» Request:
Find every line in the material below that contains the string "harvester", and copy each of those lines. Case counts, so match the string only where its capitalization is the same.

[Segmentation annotation records]
* Begin *
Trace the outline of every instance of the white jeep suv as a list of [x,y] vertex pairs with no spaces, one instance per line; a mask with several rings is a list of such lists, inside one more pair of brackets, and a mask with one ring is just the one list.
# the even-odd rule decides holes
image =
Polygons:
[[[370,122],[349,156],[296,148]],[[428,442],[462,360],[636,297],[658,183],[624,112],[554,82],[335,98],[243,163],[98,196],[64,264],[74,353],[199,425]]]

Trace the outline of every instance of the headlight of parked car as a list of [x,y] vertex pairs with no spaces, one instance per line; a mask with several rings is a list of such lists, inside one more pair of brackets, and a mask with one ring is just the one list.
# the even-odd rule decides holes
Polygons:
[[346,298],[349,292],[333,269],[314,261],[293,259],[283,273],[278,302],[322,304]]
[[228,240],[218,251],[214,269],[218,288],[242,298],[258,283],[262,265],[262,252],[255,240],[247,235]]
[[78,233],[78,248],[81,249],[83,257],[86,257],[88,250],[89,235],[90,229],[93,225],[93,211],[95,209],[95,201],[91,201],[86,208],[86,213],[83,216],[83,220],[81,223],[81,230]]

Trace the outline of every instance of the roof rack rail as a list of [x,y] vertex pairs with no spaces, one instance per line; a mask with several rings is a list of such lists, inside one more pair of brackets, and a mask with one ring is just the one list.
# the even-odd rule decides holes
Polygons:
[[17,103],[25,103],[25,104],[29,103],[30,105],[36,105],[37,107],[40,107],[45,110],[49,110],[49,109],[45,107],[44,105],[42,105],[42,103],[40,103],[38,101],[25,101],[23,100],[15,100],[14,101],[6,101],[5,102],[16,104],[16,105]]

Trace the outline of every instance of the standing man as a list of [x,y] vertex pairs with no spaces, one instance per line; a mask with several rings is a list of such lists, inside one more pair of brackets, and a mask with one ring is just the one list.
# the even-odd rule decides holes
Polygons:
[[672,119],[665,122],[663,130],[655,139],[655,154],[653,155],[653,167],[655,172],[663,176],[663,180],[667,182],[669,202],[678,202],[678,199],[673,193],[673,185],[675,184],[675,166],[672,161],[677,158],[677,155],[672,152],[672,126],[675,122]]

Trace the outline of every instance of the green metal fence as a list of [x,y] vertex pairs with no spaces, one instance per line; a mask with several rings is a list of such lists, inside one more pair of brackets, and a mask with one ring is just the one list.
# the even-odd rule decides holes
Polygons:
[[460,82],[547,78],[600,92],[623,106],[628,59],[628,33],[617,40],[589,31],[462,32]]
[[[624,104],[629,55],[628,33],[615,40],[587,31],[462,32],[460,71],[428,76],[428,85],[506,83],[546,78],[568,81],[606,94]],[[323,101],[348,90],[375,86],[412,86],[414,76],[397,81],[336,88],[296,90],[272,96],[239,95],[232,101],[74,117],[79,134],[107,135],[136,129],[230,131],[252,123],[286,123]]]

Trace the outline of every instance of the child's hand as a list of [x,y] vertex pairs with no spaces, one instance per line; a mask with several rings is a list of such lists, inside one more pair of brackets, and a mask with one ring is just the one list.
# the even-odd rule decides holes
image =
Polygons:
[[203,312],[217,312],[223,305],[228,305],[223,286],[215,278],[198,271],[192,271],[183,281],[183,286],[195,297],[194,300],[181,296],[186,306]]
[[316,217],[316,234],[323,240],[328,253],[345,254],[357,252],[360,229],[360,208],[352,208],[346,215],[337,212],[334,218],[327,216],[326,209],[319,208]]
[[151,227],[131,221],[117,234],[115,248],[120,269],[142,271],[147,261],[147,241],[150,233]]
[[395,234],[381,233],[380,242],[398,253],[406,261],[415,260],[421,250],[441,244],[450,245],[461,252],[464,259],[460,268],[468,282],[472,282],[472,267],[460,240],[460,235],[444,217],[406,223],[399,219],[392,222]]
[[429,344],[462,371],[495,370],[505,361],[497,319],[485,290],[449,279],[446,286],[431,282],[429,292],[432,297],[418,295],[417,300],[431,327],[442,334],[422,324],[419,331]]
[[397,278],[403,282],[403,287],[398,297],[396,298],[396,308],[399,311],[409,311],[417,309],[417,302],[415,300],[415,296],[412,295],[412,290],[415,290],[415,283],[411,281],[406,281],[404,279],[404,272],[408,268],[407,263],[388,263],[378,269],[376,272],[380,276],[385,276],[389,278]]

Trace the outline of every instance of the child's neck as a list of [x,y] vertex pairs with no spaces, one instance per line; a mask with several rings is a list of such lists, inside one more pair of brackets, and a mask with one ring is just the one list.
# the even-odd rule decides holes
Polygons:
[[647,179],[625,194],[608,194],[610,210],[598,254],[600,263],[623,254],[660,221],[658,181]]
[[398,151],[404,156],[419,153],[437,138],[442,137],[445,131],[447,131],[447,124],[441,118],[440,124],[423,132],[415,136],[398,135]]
* End *
* Begin *
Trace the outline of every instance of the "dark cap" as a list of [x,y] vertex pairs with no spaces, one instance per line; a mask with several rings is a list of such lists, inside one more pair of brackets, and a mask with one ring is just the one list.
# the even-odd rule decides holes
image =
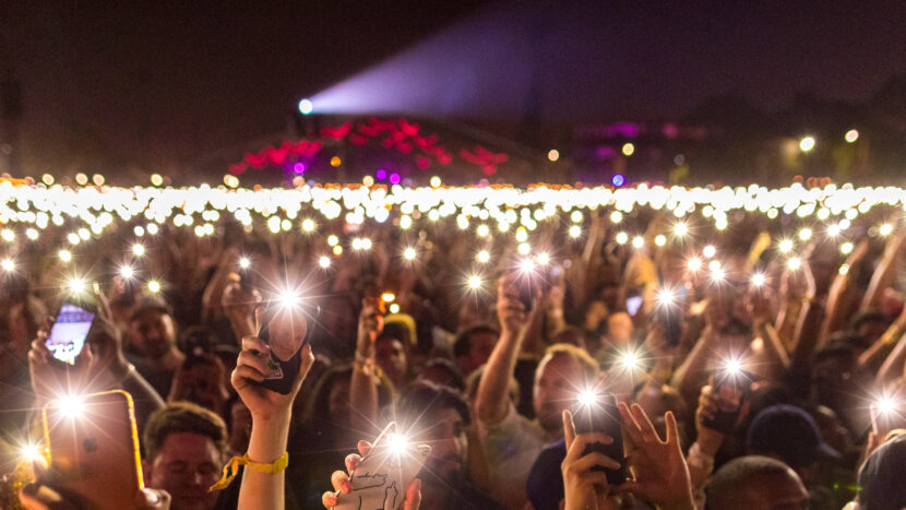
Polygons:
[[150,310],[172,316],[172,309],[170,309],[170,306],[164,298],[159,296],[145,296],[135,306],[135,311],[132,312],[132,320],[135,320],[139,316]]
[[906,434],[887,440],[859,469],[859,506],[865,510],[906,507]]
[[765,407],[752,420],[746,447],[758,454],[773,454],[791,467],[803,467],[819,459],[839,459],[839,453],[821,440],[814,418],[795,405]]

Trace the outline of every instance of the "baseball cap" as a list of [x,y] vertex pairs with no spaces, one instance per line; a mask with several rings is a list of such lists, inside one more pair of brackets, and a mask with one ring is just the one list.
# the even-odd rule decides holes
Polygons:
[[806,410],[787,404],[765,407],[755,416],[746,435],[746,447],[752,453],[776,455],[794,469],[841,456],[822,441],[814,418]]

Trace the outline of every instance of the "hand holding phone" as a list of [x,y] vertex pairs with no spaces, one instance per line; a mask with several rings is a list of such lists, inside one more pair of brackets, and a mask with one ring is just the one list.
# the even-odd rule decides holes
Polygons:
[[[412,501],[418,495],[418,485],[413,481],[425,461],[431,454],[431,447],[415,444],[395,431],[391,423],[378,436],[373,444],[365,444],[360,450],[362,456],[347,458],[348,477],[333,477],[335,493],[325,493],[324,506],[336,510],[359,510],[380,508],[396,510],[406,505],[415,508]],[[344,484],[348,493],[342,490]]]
* End *
* Begin *
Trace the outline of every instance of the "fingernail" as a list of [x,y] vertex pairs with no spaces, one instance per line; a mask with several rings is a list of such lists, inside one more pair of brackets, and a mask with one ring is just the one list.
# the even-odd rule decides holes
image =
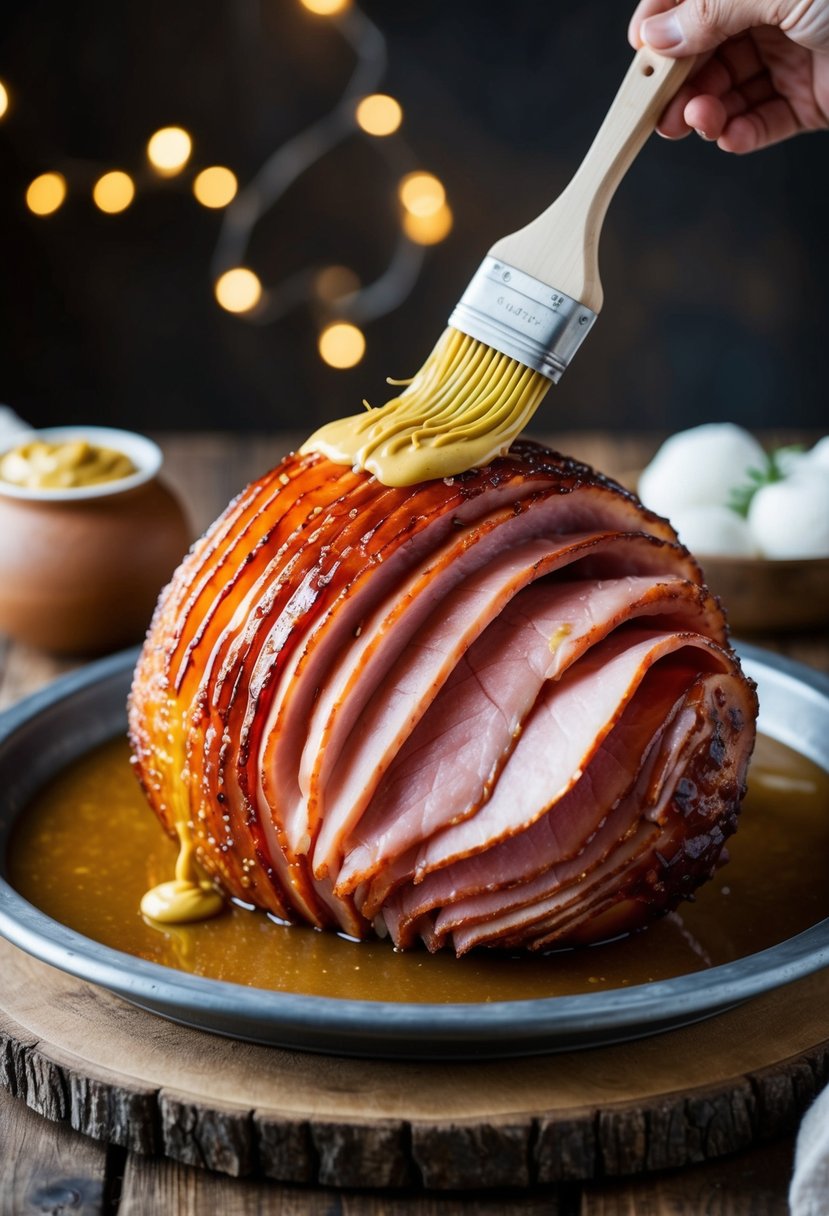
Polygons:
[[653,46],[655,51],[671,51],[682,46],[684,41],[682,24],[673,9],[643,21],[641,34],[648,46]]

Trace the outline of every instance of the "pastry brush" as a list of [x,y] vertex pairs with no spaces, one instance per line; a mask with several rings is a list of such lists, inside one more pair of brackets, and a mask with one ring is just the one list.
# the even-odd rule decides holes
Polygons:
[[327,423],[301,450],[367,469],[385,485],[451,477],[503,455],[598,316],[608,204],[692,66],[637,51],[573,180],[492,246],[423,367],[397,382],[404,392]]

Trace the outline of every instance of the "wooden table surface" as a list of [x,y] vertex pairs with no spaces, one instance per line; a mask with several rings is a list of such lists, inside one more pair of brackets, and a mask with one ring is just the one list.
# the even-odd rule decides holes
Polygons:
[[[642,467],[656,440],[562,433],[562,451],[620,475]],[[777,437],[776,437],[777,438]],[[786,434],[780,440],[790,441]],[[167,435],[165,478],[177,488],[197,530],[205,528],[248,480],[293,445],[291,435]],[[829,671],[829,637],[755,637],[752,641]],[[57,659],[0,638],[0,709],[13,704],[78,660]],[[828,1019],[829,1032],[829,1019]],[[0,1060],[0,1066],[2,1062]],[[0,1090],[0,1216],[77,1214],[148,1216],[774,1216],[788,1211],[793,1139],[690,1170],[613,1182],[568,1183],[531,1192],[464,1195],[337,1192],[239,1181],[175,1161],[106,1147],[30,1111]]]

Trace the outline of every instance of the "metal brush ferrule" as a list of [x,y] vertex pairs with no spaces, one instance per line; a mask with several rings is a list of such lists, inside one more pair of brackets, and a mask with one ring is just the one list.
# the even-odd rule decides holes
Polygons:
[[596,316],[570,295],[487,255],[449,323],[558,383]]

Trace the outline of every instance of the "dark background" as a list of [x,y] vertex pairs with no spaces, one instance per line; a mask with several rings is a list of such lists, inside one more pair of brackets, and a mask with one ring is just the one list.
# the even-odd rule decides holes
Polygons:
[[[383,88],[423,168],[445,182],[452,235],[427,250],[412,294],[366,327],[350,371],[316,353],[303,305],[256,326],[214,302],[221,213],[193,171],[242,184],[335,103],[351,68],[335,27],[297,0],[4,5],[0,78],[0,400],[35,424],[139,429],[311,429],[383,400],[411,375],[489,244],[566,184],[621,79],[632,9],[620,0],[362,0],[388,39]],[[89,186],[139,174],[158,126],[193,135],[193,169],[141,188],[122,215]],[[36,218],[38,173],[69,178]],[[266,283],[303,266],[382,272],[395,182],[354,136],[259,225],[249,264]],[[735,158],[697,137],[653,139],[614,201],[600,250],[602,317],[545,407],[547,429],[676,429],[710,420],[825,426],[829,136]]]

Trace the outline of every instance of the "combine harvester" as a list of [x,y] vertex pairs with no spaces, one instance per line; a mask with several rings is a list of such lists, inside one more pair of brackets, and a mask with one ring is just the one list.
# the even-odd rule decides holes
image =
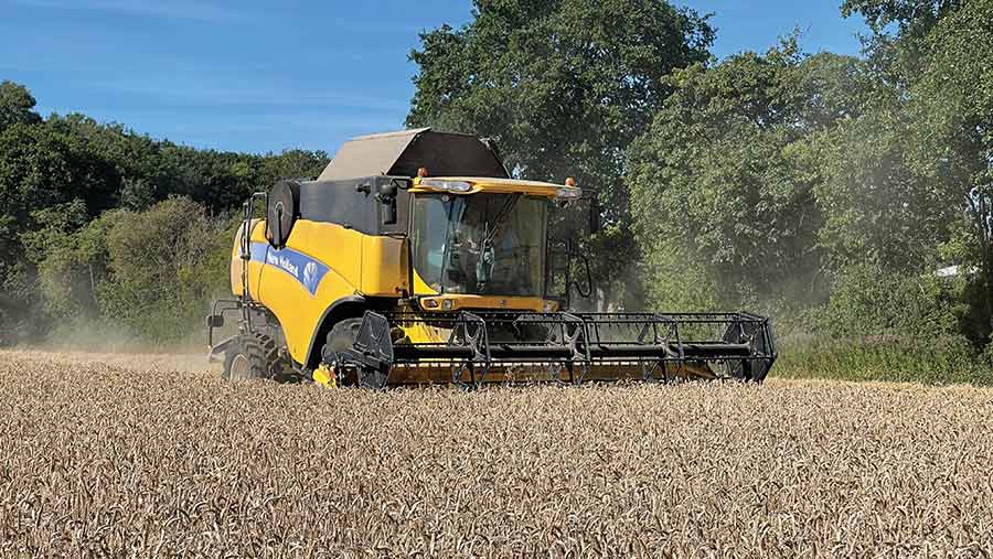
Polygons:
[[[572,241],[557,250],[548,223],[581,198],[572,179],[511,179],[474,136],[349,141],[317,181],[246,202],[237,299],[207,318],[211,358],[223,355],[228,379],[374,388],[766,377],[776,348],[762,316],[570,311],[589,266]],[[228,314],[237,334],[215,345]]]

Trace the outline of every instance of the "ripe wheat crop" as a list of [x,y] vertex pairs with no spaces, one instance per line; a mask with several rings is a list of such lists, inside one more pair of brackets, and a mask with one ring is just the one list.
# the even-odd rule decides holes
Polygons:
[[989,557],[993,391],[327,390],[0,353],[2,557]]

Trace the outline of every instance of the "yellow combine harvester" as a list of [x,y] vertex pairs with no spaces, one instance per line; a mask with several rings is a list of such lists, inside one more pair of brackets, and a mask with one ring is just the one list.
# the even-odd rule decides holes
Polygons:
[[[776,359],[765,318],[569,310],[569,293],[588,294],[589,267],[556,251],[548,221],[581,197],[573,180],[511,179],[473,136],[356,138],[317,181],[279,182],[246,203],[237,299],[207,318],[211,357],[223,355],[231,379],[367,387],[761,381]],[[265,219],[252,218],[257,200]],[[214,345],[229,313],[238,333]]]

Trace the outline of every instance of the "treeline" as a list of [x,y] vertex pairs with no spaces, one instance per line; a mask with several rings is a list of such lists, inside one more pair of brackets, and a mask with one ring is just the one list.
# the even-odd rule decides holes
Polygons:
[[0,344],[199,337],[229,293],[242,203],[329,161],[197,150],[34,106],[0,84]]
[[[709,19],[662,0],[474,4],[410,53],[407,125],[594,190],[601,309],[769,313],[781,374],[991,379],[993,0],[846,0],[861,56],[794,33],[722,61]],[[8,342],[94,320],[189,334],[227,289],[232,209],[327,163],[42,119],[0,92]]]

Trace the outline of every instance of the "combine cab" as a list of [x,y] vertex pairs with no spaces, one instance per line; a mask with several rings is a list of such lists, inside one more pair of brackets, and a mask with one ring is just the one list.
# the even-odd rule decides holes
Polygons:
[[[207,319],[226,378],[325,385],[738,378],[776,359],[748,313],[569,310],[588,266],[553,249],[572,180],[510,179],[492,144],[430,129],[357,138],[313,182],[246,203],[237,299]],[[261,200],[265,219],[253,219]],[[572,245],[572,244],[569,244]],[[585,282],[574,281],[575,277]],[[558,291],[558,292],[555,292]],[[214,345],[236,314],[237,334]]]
* End *
» Answer:
Trace the outline of every instance of the "combine harvester" as a list of [x,y] vertex pairs with no spaces, one instance per line; a mask with several rings is a list of such lists, inside one more pair of brackets, and a mask with one ring is just the one list.
Trace the outline of every instance of the "yellow combine harvester" as a list of [x,y] vertex pairs with no spaces, one instance per line; a mask with several rings is a list of such lists, inside one more pair of brackets, and a mask with one ring is just the one list.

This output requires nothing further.